Folgenden Fall hatte der BGH zu entscheiden:

 

Die Kläger (Vermieter) begehren von der Beklagten (Mieterin) die Zustimmung zur Mieterhöhung ab Oktober von monatlich

305,42 EUR auf 341,72 EUR. Vergleichbare Wohnungen werden im Berliner Mietspiegel mit einer Nettokaltmietenspanne von

5,30 €/m² bis 6,67 €/m² ausgewiesen. Zwischen den Parteien unstreitig ist die Einordnung der Wohnung in das Mietspiegelfeld D 6 des einschlägigen Mietspiegels. Streitig ist lediglich, welchen Betrag innerhalb der Spanne der Kläger für die Mieterhöhung heranziehen konnte. Das Amtsgericht hat unter Bezugnahme auf den Mietspiegel die Klage abgewiesen. Das Berufungsgericht hat ein Sachverständigengutachten eingeholt und der Klage stattgegeben. Die Beklagte begehrt mit der Revision die Wiederherstellung des erstinstanzlichen Urteils.

 

Die Revision ist begründet. Insoweit hat der BGH die Sache an das Berufungsgericht zurückverwiesen.

 

Fehlerfrei war die Entscheidung des Berufungsgerichts, die ortübliche Vergleichsmiete durch ein Sachverständigengutachten und nicht anhand des Mietspiegels zu bestimmen. Der BGH hat in seinen Urteilen vom 18. November 2020 (VIII ZR 123/20) und

28. April 2021 (VIII ZR 22/20) entschieden, dass Gerichts auch dann die ortübliche Vergleichsmiete durch ein Sachverständigen-gutachten ermitteln können, wenn ein gültiger Mietspiegel vorliegt, die streitgegenständliche Wohnung sich unstreitig innerhalb der ausgewiesenen Spanne liegt, jedoch die konkrete Einordnung der konkreten Einzelvergleichsmiete in diese Spanne einer Klärung bedarf.

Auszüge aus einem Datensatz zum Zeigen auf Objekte
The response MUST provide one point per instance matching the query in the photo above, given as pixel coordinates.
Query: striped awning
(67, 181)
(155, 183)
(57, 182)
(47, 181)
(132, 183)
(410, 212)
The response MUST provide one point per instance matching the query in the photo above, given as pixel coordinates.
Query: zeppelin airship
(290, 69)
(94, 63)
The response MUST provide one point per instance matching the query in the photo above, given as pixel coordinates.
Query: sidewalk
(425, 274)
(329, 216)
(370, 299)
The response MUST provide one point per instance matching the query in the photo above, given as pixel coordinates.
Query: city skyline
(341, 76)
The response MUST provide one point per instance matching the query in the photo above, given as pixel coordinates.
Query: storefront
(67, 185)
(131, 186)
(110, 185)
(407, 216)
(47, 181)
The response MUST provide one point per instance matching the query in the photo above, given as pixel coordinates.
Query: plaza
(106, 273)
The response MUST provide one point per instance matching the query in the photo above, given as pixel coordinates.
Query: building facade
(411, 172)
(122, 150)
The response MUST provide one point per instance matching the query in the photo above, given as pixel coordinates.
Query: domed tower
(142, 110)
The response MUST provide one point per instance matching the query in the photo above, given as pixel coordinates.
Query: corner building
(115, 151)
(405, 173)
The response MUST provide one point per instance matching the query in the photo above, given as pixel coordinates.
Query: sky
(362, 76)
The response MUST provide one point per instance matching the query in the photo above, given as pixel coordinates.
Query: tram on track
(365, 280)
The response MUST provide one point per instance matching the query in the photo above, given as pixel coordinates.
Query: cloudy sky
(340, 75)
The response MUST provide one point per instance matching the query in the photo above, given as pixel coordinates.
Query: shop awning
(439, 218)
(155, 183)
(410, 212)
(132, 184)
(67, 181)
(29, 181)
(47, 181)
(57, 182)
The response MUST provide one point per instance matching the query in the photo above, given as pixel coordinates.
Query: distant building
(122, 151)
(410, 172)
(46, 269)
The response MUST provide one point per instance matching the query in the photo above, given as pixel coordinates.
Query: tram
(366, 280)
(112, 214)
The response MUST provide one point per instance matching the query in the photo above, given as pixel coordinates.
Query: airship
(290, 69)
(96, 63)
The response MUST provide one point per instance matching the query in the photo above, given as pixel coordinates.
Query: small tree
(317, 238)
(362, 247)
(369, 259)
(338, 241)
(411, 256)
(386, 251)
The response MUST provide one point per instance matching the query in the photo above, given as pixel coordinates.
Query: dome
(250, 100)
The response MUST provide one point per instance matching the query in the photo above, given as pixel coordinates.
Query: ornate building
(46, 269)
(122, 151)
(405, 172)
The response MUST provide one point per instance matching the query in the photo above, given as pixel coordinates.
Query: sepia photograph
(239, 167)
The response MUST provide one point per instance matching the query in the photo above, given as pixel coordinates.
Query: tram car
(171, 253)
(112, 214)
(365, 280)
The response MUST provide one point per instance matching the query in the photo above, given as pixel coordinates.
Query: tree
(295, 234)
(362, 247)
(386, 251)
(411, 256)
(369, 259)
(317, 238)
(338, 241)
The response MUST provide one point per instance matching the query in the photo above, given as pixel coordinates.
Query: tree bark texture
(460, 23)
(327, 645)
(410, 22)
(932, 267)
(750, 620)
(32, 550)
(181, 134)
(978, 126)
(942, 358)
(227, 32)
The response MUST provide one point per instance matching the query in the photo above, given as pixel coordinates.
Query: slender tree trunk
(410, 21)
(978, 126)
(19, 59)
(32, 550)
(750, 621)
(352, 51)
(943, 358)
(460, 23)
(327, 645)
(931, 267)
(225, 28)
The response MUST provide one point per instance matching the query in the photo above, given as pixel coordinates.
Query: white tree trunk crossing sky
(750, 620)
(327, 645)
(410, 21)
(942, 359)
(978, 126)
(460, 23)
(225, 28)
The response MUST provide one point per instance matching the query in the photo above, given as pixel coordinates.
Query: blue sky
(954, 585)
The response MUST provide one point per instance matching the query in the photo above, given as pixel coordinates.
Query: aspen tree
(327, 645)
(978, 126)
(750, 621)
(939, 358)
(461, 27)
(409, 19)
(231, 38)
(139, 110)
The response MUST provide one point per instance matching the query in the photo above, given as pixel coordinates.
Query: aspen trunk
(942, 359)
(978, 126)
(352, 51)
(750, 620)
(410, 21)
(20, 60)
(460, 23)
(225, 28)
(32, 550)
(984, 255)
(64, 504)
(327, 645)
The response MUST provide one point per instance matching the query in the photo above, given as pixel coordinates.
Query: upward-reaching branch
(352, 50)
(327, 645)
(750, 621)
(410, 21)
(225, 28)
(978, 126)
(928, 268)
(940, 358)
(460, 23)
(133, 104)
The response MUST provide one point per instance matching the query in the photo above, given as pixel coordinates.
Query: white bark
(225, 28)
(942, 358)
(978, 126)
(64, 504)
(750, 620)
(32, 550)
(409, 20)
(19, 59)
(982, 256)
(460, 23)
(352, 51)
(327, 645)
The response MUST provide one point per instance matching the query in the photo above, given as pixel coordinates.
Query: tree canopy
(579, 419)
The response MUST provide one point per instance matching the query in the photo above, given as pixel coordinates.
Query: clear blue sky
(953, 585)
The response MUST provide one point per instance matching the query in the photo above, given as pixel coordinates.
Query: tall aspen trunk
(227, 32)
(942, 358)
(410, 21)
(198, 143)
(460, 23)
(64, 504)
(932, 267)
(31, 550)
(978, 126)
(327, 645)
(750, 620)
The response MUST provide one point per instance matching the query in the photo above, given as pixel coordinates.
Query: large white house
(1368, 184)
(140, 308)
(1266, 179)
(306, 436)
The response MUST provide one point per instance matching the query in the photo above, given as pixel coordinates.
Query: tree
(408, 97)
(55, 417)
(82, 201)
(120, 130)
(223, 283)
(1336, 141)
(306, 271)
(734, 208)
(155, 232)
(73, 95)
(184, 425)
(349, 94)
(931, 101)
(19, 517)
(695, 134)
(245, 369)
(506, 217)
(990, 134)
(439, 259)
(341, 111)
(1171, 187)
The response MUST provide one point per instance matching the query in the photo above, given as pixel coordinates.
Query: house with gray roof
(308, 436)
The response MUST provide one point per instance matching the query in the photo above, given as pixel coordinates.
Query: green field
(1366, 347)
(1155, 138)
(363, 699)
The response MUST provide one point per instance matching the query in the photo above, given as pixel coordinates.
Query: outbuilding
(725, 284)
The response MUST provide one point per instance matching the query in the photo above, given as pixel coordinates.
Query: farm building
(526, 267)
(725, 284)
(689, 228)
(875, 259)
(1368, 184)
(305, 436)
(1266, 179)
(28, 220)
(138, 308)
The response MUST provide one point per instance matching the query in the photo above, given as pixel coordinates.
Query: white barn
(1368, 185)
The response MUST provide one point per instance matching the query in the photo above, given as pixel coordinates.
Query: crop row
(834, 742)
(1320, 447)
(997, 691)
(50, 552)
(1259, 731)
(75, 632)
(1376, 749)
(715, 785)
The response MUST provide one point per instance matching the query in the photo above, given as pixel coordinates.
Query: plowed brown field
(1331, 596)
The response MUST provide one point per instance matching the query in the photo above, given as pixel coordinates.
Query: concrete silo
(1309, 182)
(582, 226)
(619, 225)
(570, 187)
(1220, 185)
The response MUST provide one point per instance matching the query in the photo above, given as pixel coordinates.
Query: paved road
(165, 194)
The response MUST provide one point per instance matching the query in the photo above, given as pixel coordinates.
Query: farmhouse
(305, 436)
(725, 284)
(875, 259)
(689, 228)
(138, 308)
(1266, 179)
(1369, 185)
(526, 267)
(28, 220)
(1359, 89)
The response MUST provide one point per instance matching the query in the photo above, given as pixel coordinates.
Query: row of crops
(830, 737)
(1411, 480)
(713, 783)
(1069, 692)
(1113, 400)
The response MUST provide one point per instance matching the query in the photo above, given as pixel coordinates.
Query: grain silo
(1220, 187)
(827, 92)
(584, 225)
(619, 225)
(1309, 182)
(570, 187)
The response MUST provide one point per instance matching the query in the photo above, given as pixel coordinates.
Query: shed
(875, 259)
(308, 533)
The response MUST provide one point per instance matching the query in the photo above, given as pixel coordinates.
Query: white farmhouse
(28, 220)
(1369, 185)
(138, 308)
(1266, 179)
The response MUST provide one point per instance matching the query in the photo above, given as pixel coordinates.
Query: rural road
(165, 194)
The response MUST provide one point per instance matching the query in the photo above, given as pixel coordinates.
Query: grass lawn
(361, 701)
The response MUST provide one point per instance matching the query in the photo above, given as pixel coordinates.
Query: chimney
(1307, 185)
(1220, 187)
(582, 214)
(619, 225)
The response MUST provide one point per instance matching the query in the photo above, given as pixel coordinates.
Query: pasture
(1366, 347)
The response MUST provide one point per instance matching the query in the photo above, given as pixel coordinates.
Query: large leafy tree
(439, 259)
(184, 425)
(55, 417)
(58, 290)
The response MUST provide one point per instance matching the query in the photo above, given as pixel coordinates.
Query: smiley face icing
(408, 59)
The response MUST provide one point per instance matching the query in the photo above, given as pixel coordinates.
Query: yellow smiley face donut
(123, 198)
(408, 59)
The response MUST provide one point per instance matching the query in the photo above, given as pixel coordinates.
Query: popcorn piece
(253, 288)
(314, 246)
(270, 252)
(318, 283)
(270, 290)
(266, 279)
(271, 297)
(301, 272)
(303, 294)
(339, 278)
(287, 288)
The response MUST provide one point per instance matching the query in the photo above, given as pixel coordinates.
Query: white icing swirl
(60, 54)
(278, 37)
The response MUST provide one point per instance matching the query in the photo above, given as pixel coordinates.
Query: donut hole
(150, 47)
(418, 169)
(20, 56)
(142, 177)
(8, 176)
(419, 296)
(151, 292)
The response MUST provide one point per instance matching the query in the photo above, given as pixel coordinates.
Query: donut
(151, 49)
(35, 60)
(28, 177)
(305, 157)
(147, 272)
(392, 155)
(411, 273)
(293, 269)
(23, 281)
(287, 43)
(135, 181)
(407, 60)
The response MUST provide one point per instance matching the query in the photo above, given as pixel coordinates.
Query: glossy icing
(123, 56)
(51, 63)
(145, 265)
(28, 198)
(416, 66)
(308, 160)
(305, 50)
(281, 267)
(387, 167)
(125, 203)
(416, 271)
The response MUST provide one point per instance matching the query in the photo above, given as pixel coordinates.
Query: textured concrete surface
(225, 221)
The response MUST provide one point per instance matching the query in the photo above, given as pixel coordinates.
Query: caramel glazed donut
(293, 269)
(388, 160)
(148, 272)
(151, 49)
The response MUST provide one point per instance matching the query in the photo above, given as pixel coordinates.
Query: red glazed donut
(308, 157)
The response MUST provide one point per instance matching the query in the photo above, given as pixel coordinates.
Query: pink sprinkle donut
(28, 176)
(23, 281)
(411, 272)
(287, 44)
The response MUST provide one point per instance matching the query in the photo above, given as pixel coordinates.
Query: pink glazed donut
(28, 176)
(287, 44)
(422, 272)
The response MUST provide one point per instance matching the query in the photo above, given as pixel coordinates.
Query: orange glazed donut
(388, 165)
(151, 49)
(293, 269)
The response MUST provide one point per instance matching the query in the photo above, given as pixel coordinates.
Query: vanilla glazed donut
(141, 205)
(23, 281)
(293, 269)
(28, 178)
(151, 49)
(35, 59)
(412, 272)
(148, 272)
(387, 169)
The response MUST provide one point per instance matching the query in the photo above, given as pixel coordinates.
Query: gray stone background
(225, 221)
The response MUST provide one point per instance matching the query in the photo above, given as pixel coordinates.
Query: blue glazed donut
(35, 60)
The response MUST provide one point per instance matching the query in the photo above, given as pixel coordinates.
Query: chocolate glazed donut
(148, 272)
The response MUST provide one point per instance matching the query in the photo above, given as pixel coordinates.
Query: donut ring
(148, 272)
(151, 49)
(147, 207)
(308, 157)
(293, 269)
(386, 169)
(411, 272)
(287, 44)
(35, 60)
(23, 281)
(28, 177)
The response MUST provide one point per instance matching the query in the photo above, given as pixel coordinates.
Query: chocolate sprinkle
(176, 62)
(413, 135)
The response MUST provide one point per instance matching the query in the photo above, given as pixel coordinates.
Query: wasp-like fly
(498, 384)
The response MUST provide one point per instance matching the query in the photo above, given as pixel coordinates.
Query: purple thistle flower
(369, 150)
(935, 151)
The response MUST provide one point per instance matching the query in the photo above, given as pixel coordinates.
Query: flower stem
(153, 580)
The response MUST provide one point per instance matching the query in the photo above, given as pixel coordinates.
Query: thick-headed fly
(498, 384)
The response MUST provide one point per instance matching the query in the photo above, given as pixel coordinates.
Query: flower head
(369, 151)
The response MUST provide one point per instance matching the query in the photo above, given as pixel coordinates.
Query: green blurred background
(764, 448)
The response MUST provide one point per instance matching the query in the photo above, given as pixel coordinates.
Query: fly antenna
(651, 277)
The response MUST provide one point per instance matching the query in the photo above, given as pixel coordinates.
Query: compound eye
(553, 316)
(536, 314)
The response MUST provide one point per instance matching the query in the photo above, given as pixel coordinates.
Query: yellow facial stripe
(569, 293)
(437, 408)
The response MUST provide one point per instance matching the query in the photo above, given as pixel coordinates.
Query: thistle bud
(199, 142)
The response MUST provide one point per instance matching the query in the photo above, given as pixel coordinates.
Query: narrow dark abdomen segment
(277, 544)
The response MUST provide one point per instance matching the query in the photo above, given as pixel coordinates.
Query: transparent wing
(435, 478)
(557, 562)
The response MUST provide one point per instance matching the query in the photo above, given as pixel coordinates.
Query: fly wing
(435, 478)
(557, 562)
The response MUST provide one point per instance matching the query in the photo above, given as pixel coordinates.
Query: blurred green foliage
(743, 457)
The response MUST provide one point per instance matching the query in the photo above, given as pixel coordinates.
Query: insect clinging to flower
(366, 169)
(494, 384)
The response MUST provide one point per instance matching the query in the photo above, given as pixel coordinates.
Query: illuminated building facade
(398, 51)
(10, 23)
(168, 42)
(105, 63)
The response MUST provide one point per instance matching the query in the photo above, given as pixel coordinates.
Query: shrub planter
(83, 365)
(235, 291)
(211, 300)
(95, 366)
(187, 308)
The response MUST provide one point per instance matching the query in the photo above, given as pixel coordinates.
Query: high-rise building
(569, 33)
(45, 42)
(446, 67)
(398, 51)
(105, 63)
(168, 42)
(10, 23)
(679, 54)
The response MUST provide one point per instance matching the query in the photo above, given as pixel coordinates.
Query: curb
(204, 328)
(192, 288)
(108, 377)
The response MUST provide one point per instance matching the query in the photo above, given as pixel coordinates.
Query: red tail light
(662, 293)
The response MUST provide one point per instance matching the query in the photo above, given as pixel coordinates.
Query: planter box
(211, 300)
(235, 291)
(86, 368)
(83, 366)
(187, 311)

[Aufgaben und Übungen]
A – Geben Sie aus dem Textauszug zur Mieterhöhung alles von "5,30 €/m² bis" bis hinunter zu "des erstinstanzlichen Urteils." wortgetreu wieder.
B – Übersetzen Sie diesen Satz aus dem Textauszug zur Mieterhöhung ins Englische: „Das Berufungsgericht hat ein Sachverständigengutachten eingeholt und der Klage stattgegeben.“
Das Material stammt aus einer anderen Quelle.

[Lösungsübersicht]
A –
5,30 €/m² bis 6,67 €/m² ausgewiesen. Zwischen den Parteien unstreitig ist die Einordnung der Wohnung in das Mietspiegelfeld D 6 des einschlägigen Mietspiegels. Streitig ist lediglich, welchen Betrag innerhalb der Spanne der Kläger für die Mieterhöhung heranziehen konnte. Das Amtsgericht hat unter Bezugnahme auf den Mietspiegel die Klage abgewiesen. Das Berufungsgericht hat ein Sachverständigengutachten eingeholt und der Klage stattgegeben. Die Beklagte begehrt mit der Revision die Wiederherstellung des erstinstanzlichen Urteils.

B – The court of appeal obtained an expert opinion and granted the claim.